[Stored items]
┌──

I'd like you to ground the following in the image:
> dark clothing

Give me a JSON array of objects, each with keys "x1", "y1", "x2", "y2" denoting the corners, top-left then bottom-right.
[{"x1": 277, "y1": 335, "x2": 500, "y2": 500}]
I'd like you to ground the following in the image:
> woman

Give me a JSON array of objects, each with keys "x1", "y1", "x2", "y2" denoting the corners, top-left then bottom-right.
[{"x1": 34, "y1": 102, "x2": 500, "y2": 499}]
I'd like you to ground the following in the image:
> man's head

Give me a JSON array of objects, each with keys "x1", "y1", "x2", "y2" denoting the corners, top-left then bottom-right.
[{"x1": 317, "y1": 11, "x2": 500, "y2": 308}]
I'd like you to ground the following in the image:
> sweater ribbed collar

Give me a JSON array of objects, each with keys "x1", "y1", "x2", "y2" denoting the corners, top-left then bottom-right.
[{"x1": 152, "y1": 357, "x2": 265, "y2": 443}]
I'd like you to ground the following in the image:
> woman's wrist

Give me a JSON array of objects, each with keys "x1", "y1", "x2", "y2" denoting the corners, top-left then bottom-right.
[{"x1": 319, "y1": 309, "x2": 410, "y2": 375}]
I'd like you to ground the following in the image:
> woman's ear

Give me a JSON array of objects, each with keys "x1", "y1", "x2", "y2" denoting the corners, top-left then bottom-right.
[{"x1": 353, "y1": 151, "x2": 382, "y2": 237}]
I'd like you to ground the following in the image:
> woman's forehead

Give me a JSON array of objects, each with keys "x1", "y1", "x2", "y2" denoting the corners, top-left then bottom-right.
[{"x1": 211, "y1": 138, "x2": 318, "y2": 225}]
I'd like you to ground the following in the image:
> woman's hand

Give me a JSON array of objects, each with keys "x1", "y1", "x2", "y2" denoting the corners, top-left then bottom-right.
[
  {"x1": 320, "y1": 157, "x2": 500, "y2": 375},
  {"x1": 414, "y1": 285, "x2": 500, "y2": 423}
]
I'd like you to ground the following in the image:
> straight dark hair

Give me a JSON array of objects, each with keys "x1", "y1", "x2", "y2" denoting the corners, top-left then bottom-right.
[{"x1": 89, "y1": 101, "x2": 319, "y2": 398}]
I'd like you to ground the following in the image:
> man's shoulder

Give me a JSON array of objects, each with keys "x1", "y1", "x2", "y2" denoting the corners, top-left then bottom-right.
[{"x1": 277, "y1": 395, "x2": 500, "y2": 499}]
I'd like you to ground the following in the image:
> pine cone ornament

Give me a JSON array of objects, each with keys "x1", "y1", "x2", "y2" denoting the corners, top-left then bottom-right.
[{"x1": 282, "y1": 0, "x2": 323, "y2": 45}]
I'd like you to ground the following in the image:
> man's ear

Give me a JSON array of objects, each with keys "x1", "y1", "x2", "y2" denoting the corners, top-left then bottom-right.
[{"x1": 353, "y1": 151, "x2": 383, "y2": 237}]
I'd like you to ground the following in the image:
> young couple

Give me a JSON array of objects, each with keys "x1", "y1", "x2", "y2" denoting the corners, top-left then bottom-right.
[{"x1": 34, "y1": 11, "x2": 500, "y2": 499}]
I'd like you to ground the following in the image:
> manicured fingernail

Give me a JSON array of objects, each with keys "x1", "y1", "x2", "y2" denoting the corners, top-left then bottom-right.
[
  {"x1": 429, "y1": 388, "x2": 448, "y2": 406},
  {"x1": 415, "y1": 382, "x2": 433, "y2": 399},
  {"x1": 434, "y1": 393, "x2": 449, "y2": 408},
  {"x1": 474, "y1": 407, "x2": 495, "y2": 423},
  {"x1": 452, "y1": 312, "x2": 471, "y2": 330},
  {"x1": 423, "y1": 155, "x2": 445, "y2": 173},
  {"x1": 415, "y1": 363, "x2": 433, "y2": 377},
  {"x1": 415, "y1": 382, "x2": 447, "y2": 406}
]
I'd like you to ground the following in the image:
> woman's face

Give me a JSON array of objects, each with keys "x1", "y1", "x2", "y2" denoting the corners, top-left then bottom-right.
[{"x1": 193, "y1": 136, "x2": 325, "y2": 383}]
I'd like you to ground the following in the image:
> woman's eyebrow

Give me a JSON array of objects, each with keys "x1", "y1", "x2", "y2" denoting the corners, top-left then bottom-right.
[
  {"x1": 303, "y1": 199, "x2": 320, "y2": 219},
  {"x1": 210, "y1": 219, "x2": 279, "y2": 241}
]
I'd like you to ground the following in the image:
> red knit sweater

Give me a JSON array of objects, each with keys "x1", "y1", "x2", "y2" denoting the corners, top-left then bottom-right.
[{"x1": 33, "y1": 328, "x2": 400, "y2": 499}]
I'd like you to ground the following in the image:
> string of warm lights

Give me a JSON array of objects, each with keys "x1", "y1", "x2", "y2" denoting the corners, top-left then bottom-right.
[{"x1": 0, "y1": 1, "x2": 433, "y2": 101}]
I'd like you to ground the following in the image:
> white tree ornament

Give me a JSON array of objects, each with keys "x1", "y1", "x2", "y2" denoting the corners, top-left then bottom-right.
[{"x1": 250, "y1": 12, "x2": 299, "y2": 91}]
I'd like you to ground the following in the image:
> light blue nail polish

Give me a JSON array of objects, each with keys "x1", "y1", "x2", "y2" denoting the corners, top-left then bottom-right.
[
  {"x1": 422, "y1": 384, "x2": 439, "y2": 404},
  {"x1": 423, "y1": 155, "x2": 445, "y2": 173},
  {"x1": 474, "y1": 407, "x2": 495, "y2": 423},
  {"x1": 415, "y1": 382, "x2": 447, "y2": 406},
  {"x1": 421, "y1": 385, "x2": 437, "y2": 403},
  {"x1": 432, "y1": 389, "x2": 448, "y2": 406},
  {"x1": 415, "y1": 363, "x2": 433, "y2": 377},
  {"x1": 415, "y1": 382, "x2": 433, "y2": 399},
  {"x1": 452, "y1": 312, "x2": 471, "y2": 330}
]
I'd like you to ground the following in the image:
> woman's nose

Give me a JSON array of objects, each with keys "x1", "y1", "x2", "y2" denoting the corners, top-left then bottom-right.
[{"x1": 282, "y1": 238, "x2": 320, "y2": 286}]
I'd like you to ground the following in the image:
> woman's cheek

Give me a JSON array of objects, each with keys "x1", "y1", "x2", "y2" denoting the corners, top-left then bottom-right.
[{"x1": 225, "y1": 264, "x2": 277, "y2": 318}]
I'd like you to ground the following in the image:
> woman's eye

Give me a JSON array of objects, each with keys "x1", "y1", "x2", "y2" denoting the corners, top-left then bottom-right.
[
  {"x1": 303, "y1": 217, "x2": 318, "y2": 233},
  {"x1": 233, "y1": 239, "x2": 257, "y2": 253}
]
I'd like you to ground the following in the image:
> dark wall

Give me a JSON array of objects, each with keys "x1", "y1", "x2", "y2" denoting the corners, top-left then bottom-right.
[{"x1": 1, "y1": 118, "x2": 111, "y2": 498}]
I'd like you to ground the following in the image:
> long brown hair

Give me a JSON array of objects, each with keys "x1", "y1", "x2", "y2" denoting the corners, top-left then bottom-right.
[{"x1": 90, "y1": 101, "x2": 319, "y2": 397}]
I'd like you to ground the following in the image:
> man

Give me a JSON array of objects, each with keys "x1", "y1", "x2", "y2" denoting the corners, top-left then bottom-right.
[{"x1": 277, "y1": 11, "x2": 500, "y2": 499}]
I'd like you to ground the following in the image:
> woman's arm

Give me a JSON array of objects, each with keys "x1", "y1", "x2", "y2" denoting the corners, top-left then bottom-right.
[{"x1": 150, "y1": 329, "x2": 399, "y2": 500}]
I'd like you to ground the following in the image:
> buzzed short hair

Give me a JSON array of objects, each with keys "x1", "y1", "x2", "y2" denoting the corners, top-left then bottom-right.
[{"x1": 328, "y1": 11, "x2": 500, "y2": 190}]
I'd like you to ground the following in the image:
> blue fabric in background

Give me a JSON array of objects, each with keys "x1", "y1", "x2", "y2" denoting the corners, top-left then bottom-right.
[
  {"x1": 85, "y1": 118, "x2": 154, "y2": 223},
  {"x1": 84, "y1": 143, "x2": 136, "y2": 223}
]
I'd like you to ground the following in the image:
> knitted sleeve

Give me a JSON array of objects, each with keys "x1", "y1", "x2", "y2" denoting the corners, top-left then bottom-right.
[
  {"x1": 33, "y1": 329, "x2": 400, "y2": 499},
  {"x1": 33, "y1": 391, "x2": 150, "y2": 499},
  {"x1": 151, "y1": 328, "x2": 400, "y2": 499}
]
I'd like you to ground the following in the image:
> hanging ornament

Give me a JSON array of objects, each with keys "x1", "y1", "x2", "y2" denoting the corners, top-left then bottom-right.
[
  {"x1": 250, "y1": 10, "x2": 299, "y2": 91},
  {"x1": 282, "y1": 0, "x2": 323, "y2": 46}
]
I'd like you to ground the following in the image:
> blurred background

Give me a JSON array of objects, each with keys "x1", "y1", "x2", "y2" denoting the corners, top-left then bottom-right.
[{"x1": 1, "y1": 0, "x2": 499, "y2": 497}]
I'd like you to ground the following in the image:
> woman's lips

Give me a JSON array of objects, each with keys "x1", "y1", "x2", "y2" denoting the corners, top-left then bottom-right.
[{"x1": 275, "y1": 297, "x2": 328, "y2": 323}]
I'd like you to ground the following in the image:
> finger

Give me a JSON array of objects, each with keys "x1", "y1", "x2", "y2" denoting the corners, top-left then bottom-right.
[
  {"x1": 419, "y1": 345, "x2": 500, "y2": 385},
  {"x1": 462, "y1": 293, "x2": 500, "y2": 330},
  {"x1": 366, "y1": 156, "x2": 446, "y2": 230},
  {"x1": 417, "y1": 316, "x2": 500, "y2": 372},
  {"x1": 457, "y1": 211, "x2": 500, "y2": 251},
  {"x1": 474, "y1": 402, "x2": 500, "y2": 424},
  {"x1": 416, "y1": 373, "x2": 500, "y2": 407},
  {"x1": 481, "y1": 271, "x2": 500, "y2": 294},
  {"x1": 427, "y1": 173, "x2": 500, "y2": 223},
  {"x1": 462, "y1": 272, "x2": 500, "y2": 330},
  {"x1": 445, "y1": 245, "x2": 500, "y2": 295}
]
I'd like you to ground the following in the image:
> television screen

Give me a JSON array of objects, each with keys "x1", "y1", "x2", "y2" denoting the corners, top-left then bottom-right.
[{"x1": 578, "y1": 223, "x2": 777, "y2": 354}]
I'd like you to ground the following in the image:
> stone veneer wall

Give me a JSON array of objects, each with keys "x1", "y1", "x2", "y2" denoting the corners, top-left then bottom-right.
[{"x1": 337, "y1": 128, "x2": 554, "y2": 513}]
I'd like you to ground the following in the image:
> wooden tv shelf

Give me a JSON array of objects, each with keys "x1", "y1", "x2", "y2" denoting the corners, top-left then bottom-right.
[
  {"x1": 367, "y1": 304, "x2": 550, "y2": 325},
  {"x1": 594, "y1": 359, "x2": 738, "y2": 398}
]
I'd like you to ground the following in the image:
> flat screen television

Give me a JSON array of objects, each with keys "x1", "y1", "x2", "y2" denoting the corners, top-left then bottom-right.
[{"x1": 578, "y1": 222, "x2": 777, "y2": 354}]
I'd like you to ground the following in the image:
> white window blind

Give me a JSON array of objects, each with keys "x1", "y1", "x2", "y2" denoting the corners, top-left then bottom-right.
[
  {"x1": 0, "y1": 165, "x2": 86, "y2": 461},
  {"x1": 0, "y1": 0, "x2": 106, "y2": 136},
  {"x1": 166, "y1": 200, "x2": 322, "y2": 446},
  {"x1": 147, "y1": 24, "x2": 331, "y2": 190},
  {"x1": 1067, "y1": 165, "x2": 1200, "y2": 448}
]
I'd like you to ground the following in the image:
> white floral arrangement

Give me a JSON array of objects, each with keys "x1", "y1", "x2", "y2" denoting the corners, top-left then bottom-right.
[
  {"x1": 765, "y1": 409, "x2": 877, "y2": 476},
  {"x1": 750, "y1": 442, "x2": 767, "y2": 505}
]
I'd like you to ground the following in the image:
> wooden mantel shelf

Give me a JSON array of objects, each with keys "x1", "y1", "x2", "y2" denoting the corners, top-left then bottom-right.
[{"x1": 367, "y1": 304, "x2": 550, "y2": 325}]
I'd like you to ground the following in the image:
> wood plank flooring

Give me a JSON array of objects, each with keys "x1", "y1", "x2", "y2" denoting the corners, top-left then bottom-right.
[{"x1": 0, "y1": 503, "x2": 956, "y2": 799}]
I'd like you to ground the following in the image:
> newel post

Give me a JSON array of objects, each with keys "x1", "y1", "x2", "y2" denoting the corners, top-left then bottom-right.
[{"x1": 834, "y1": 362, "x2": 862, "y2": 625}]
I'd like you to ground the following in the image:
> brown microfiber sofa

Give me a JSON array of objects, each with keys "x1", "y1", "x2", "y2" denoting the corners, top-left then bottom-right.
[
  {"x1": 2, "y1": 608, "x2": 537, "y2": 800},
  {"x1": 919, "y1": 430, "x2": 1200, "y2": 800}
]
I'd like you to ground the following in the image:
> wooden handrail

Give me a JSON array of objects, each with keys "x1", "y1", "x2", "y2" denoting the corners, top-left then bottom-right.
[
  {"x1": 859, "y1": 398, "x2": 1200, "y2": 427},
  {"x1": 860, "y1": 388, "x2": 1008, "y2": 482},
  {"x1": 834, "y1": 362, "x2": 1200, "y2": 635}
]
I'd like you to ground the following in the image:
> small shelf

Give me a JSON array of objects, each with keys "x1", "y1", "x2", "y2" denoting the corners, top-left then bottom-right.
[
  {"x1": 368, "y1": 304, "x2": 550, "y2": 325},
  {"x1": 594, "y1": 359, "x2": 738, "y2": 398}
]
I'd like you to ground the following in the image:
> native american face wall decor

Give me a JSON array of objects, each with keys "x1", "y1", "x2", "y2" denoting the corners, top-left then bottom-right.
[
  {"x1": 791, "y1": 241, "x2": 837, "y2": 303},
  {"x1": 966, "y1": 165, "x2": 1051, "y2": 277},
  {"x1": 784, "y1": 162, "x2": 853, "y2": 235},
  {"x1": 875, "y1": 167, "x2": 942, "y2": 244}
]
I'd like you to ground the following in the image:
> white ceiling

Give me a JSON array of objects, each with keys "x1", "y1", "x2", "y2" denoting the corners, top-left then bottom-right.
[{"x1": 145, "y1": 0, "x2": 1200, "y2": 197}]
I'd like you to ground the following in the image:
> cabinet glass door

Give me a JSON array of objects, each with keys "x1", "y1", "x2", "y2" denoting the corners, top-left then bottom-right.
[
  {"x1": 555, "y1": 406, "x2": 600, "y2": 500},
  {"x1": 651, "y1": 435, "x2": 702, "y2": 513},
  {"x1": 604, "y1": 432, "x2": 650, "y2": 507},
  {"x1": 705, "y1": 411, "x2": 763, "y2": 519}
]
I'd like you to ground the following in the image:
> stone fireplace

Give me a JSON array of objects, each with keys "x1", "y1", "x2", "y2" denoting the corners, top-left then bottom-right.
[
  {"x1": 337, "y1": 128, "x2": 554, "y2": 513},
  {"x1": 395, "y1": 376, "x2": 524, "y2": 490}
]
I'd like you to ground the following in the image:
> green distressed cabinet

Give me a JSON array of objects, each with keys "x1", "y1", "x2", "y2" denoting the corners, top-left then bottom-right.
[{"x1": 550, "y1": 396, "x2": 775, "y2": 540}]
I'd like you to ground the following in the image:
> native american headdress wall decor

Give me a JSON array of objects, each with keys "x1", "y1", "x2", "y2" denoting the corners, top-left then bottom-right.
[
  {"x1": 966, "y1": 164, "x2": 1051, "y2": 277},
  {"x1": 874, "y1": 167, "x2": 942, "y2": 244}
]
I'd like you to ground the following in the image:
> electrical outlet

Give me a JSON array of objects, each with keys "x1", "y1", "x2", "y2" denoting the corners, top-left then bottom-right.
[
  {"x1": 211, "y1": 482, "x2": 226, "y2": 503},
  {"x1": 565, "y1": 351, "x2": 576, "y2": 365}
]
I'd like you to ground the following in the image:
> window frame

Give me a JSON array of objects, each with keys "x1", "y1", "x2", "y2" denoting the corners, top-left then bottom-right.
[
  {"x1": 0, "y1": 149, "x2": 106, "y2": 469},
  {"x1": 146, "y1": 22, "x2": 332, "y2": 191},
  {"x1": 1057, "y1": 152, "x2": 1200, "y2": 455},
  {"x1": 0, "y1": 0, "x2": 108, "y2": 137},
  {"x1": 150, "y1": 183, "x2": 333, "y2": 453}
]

└──

Task details » Exactly repeat the lines above, from the opening line through the one with "sweater ribbed collar", and include nothing else.

Your solution »
I'd like you to ground the following in the image:
> dark clothing

Give me a JSON array of objects, each with keys "x1", "y1", "x2", "y2" denoting the corners, top-left then bottom-right.
[{"x1": 277, "y1": 335, "x2": 500, "y2": 500}]
I'd like you to ground the following in the image:
> woman

Give me a JSON array of objects, each with keys "x1", "y1", "x2", "y2" denoting the corners, top-left then bottom-right.
[{"x1": 34, "y1": 102, "x2": 500, "y2": 499}]
I'd like you to ground the following in the image:
> man's head

Give me a JSON array of objects, each with keys "x1", "y1", "x2", "y2" denoting the corners, top-left then bottom-right.
[{"x1": 317, "y1": 11, "x2": 500, "y2": 308}]
I'd like you to ground the following in the image:
> sweater ribbed collar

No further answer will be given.